• Exercise directions: Repeat the records exactly as given. Do not include the pictures.
▶
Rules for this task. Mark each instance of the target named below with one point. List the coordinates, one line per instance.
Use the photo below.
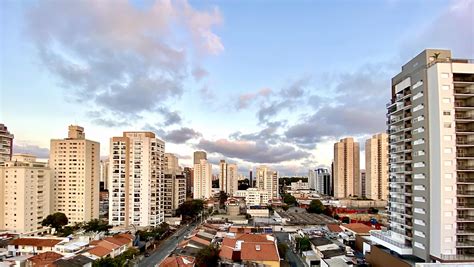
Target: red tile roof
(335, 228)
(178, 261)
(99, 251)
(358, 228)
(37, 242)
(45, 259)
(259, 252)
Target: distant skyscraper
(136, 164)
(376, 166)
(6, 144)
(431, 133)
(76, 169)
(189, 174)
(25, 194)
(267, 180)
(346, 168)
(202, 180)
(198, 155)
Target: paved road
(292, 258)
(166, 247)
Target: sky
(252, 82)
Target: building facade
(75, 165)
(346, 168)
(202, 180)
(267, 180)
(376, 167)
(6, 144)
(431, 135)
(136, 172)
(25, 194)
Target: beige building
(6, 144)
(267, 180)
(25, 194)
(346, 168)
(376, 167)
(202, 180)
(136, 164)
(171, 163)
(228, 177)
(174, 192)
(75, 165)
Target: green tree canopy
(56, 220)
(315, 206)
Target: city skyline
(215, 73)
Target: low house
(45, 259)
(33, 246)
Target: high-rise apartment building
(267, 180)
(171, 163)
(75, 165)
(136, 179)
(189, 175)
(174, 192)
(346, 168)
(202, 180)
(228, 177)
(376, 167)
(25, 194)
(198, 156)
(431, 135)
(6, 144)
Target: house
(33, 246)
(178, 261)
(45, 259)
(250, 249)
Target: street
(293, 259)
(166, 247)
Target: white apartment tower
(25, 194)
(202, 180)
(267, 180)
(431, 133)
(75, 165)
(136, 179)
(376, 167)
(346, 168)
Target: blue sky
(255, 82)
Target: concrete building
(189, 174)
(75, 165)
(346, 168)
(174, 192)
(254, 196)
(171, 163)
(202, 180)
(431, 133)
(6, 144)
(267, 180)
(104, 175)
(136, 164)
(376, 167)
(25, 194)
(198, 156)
◀
• Solved problem:
Rules for this task. Mark each instance of the target named below with one point. List the coordinates, one line per instance.
Use the photo below.
Target: red tile roof
(335, 228)
(178, 261)
(99, 251)
(358, 228)
(37, 242)
(45, 259)
(259, 252)
Target: distant skyscraper
(136, 164)
(376, 166)
(6, 144)
(431, 133)
(76, 169)
(189, 174)
(25, 194)
(267, 180)
(346, 168)
(202, 180)
(198, 155)
Target: paved road
(292, 258)
(166, 247)
Target: sky
(252, 82)
Target: building facade
(75, 165)
(346, 168)
(202, 180)
(267, 180)
(376, 167)
(6, 144)
(431, 135)
(136, 172)
(25, 194)
Target: beige building
(6, 144)
(267, 180)
(25, 194)
(346, 168)
(376, 167)
(202, 180)
(136, 164)
(171, 163)
(228, 177)
(174, 192)
(75, 165)
Target: green tree canopy
(56, 220)
(315, 206)
Target: city skyline
(215, 73)
Target: low house
(45, 259)
(33, 246)
Target: high-rise apartment building
(267, 180)
(171, 163)
(75, 165)
(136, 179)
(189, 175)
(174, 192)
(346, 168)
(202, 180)
(228, 177)
(376, 167)
(25, 194)
(198, 156)
(431, 135)
(6, 144)
Target: house
(33, 246)
(178, 261)
(45, 259)
(250, 249)
Target: street
(293, 259)
(166, 247)
Target: white apartment tower
(25, 194)
(202, 180)
(267, 180)
(431, 133)
(75, 165)
(136, 179)
(376, 167)
(346, 168)
Target: blue sky
(255, 82)
Target: concrete building
(189, 174)
(75, 165)
(346, 168)
(174, 192)
(254, 196)
(171, 163)
(202, 180)
(431, 133)
(6, 144)
(267, 180)
(104, 175)
(136, 164)
(376, 167)
(25, 194)
(198, 156)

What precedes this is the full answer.